[Voci archiviate]
↓↓↓
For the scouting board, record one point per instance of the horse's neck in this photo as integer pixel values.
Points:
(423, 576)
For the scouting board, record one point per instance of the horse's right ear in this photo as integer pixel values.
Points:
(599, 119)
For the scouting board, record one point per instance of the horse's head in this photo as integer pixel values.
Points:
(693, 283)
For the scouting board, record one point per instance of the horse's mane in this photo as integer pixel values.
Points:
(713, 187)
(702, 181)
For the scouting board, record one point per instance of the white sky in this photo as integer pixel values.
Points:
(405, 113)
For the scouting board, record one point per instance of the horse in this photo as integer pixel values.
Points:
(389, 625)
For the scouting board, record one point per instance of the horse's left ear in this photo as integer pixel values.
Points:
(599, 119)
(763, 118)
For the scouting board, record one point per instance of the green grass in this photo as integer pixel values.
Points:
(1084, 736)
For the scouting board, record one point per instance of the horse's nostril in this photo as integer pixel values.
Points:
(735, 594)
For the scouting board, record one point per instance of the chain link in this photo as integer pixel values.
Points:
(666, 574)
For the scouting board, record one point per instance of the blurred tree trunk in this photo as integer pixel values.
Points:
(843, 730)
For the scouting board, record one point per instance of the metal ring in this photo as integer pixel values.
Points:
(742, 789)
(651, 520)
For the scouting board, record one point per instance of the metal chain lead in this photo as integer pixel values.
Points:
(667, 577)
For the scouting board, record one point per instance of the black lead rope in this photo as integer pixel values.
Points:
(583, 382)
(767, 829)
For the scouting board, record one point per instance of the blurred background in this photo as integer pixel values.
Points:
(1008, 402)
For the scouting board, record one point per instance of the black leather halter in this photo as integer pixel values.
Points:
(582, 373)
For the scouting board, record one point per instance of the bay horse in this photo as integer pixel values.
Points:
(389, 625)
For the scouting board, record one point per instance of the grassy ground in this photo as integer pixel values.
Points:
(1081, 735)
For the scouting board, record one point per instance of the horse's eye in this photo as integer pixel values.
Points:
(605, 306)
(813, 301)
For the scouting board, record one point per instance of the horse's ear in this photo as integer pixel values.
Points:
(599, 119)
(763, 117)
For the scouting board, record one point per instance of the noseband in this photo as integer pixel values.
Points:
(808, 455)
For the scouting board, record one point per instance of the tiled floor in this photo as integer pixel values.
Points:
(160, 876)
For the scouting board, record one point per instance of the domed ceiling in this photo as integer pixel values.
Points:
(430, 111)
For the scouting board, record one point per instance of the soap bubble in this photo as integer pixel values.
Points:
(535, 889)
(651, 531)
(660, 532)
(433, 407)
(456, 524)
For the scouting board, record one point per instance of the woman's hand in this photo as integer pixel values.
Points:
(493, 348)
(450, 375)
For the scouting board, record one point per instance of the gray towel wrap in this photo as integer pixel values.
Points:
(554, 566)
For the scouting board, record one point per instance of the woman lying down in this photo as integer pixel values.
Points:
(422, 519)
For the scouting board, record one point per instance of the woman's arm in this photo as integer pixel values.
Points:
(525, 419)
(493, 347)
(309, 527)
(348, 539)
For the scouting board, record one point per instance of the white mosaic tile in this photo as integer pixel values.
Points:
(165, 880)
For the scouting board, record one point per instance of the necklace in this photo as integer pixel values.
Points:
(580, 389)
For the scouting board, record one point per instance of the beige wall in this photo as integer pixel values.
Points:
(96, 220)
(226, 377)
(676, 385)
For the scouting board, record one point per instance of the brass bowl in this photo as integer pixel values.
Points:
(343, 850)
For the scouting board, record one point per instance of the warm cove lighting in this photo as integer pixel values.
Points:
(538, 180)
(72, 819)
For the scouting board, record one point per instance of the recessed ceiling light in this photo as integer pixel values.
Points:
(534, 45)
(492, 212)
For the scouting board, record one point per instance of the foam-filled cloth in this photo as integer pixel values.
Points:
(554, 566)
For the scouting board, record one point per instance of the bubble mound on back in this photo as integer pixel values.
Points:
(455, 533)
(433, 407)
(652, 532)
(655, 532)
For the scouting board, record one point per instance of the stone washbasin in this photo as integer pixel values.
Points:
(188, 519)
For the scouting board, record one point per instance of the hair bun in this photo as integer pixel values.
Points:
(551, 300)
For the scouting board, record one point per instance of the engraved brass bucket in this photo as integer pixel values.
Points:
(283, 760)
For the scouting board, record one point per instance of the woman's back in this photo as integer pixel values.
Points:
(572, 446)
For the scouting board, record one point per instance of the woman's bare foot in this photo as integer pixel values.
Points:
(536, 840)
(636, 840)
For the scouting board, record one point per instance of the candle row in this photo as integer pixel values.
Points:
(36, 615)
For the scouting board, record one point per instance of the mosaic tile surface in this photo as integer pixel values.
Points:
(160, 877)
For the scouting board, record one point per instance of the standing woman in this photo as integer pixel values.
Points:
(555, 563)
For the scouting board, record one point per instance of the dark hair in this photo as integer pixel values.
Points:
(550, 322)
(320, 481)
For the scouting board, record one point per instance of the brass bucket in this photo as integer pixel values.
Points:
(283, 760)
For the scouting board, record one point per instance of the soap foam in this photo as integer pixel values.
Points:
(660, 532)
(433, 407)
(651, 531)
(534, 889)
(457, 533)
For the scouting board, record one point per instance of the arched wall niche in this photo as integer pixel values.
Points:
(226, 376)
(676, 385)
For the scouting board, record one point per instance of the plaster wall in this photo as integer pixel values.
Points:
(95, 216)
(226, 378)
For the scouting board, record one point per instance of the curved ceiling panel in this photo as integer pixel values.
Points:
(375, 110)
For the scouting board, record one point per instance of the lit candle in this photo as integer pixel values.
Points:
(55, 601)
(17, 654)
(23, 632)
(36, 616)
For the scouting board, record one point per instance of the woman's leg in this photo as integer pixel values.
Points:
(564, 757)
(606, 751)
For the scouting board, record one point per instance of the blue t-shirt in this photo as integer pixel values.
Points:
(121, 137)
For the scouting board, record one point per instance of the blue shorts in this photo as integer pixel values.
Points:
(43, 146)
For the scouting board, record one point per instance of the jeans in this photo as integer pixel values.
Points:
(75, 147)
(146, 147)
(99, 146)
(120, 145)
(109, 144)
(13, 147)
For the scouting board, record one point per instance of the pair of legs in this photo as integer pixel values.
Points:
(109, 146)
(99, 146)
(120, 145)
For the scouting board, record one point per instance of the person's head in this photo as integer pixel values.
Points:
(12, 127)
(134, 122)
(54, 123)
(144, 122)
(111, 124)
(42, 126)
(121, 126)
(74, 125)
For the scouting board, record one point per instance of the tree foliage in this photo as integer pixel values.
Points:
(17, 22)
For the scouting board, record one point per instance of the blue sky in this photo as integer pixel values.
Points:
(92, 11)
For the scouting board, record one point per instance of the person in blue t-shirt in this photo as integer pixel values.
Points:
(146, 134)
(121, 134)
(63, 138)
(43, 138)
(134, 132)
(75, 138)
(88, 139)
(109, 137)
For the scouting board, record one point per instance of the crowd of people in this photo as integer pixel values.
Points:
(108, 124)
↑↑↑
Converta tutte le voci riportate sopra in un elenco JSON di stringhe, con una stringa per ogni riga e senza le righe vuote.

RISPOSTA:
[
  "For the scouting board, record one point per instance of the horse's neck in this photo as integer pixel values.",
  "Points:",
  "(423, 576)",
  "For the scouting board, record one point per instance of the horse's right ear in this photo as integer pixel values.",
  "Points:",
  "(599, 119)",
  "For the scouting board, record one point per instance of the horse's head in this photo as integer pixel values.",
  "Points:",
  "(693, 283)",
  "For the scouting board, record one point per instance of the horse's mane in this photo as integer pixel values.",
  "Points:",
  "(713, 187)",
  "(702, 181)",
  "For the scouting board, record one point per instance of the white sky in this photo as integer pixel values.",
  "Points:",
  "(405, 113)",
  "For the scouting board, record one point per instance of the horse in this photo as integer pixel values.",
  "Points:",
  "(389, 625)",
  "For the scouting board, record one point per instance of the horse's left ear in this photo as integer pixel values.",
  "Points:",
  "(599, 119)",
  "(763, 118)",
  "For the scouting board, record one point per instance of the green grass in this photo as integer pixel values.",
  "Points:",
  "(1084, 736)",
  "For the scouting board, record one point per instance of the horse's nostril in this photo as integer pixel values.",
  "Points:",
  "(735, 594)",
  "For the scouting board, record one point per instance of the chain link in this photo as integer pixel values.",
  "Points:",
  "(666, 574)",
  "For the scouting board, record one point per instance of the blurred tree trunk in this photo as integer pixel values.",
  "Points:",
  "(843, 730)",
  "For the scouting board, record one point per instance of the metal ring in this photo as integer pixel values.",
  "Points:",
  "(742, 789)",
  "(651, 520)",
  "For the scouting board, record one point per instance of the metal chain lead in this photo as integer pixel values.",
  "Points:",
  "(667, 577)",
  "For the scouting board, record one point per instance of the black lead rope in this photo as integer pixel values.",
  "Points:",
  "(583, 382)",
  "(767, 829)",
  "For the scouting board, record one point per instance of the blurred background in this photo as integer pixel values.",
  "Points:",
  "(1008, 402)",
  "For the scouting board, record one point per instance of the black leather halter in this photo as integer pixel values.",
  "Points:",
  "(582, 373)",
  "For the scouting board, record one point per instance of the bay horse in this photo as integer pixel values.",
  "Points:",
  "(389, 625)",
  "For the scouting board, record one point per instance of the grassy ground in this photo as integer pixel values.",
  "Points:",
  "(1081, 735)",
  "For the scouting board, record one point per instance of the horse's eye in this photo as integer pixel values.",
  "Points:",
  "(605, 306)",
  "(813, 301)",
  "For the scouting board, record one point per instance of the horse's ear in this photo as integer pixel values.",
  "Points:",
  "(599, 119)",
  "(763, 117)",
  "For the scouting board, record one point per instance of the noseband in this photo as integer pixel values.",
  "Points:",
  "(808, 455)",
  "For the scouting board, record one point per instance of the tiled floor in this photo as integer pixel values.",
  "Points:",
  "(160, 876)",
  "For the scouting board, record one point per instance of the domed ceiling in this photo as integer pixel values.",
  "Points:",
  "(430, 111)",
  "For the scouting board, record one point per instance of the soap bubble in this photo as integer pixel values.",
  "Points:",
  "(535, 889)",
  "(651, 531)",
  "(660, 532)",
  "(433, 407)",
  "(456, 524)",
  "For the scouting board, record one point per instance of the woman's hand in this photo as integer pixel values.",
  "Points:",
  "(493, 348)",
  "(450, 375)",
  "For the scouting board, record one point per instance of the gray towel wrap in this photo as integer pixel values.",
  "Points:",
  "(554, 566)",
  "For the scouting board, record one point per instance of the woman lying down in this photo as integer pixel values.",
  "Points:",
  "(422, 519)",
  "For the scouting board, record one point per instance of the woman's arm in this photo as integer pixel values.",
  "Points:",
  "(525, 419)",
  "(493, 347)",
  "(309, 527)",
  "(348, 539)",
  "For the scouting board, record one point per instance of the white mosaic tile in this photo as integer pixel values.",
  "Points:",
  "(165, 880)",
  "For the scouting board, record one point per instance of the necklace in this photo as integer pixel values.",
  "Points:",
  "(580, 389)",
  "For the scouting board, record one point per instance of the beige wall in this photo as integer pixel values.",
  "Points:",
  "(96, 220)",
  "(226, 377)",
  "(676, 385)",
  "For the scouting board, record one point per instance of the brass bowl in this photo as integer pixel values.",
  "Points:",
  "(343, 850)",
  "For the scouting board, record one point per instance of the warm cove lighting in this photo as integer pixel values.",
  "Points:",
  "(538, 180)",
  "(72, 819)",
  "For the scouting board, record one point per instance of the recessed ceiling light in this photo as integer pixel values.",
  "Points:",
  "(534, 45)",
  "(492, 212)",
  "For the scouting board, record one point per instance of the foam-filled cloth in this photo as integer pixel values.",
  "Points:",
  "(554, 566)",
  "For the scouting board, record one point per instance of the bubble mound on back in this photo as integer pixel values.",
  "Points:",
  "(455, 533)",
  "(433, 407)",
  "(652, 532)",
  "(655, 532)",
  "For the scouting board, record one point per instance of the stone washbasin in this photo as integer pixel values.",
  "Points:",
  "(188, 519)",
  "For the scouting board, record one point per instance of the hair bun in this photo as integer pixel values.",
  "Points:",
  "(551, 300)",
  "For the scouting board, record one point per instance of the engraved brass bucket in this photo as integer pixel values.",
  "Points:",
  "(283, 760)",
  "For the scouting board, record one point per instance of the woman's back in this photo as integer pixel values.",
  "Points:",
  "(572, 446)",
  "For the scouting board, record one point per instance of the woman's bare foot in this photo as integer pixel values.",
  "Points:",
  "(536, 840)",
  "(636, 840)",
  "For the scouting board, record one point per instance of the candle row in this photo as integer pixel values.",
  "Points:",
  "(36, 615)",
  "For the scouting board, record one point per instance of the mosaic tile surface in this photo as integer pixel values.",
  "Points:",
  "(160, 877)",
  "For the scouting board, record one point per instance of the standing woman in this photo as integer pixel values.",
  "Points:",
  "(555, 563)",
  "For the scouting board, record one point per instance of the dark hair in this photo as integer pixel values.",
  "Points:",
  "(550, 322)",
  "(320, 481)",
  "For the scouting board, record one point per instance of the brass bucket in this photo as integer pixel values.",
  "Points:",
  "(283, 760)",
  "For the scouting board, record one point per instance of the soap foam in this photo as integer pixel values.",
  "Points:",
  "(660, 532)",
  "(433, 407)",
  "(651, 531)",
  "(534, 889)",
  "(457, 533)",
  "For the scouting board, record one point per instance of the arched wall niche in this photo as integer pixel values.",
  "Points:",
  "(226, 376)",
  "(676, 385)",
  "For the scouting board, record one point per instance of the plaster wall in this photo as integer pixel values.",
  "Points:",
  "(95, 216)",
  "(226, 378)",
  "For the scouting board, record one point per instance of the curved ceiling panel in this photo as integer pixel values.",
  "Points:",
  "(375, 110)",
  "For the scouting board, record one point per instance of the lit candle in this photo as integer pixel values.",
  "Points:",
  "(55, 601)",
  "(17, 654)",
  "(23, 632)",
  "(36, 616)",
  "For the scouting board, record one point per instance of the woman's leg in this photo as integer pixel values.",
  "Points:",
  "(564, 757)",
  "(606, 751)",
  "For the scouting board, record one point per instance of the blue t-shirt in this photo as integer pixel values.",
  "Points:",
  "(121, 137)",
  "For the scouting board, record one point per instance of the blue shorts in this photo as integer pixel values.",
  "Points:",
  "(43, 146)",
  "For the scouting board, record one point per instance of the jeans in this photo as integer pixel values.",
  "Points:",
  "(75, 147)",
  "(146, 147)",
  "(99, 146)",
  "(120, 145)",
  "(109, 144)",
  "(13, 147)",
  "For the scouting board, record one point per instance of the pair of legs in this photo as integer pixel values.",
  "Points:",
  "(109, 146)",
  "(99, 146)",
  "(120, 145)",
  "For the scouting board, record one point per instance of the person's head in this photo as integer pixel values.",
  "Points:",
  "(12, 127)",
  "(134, 122)",
  "(54, 123)",
  "(144, 122)",
  "(111, 124)",
  "(42, 126)",
  "(121, 126)",
  "(74, 125)",
  "For the scouting board, record one point per instance of the tree foliage in this photo as integer pixel values.",
  "Points:",
  "(17, 22)",
  "For the scouting board, record one point per instance of the blue sky in this photo as integer pixel values.",
  "Points:",
  "(92, 11)",
  "For the scouting board, record one point per instance of the person in blue t-shirt in this photo as integer pixel values.",
  "Points:",
  "(146, 134)",
  "(121, 134)",
  "(63, 138)",
  "(43, 138)",
  "(134, 132)",
  "(75, 138)",
  "(88, 139)",
  "(109, 137)",
  "For the scouting board, record one point per instance of the crowd of people in this photo as integer pixel values.",
  "Points:",
  "(108, 124)"
]